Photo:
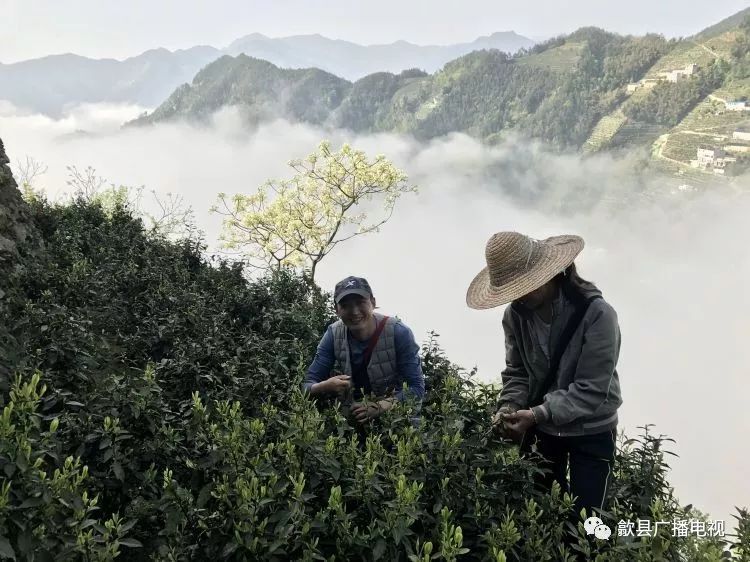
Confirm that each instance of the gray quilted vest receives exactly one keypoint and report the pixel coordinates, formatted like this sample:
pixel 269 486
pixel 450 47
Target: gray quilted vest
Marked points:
* * * *
#### Task details:
Could you rewrite the records above as a numbered list, skipping any blank lines and leaving the pictures out?

#### Result for this exercise:
1. Photo:
2. Confirm that each instance of the gray quilted vest receives exactly one keypoint and report the pixel coordinates, formatted like this sample:
3. pixel 269 486
4. pixel 450 47
5. Target: gray quilted vest
6. Marked points:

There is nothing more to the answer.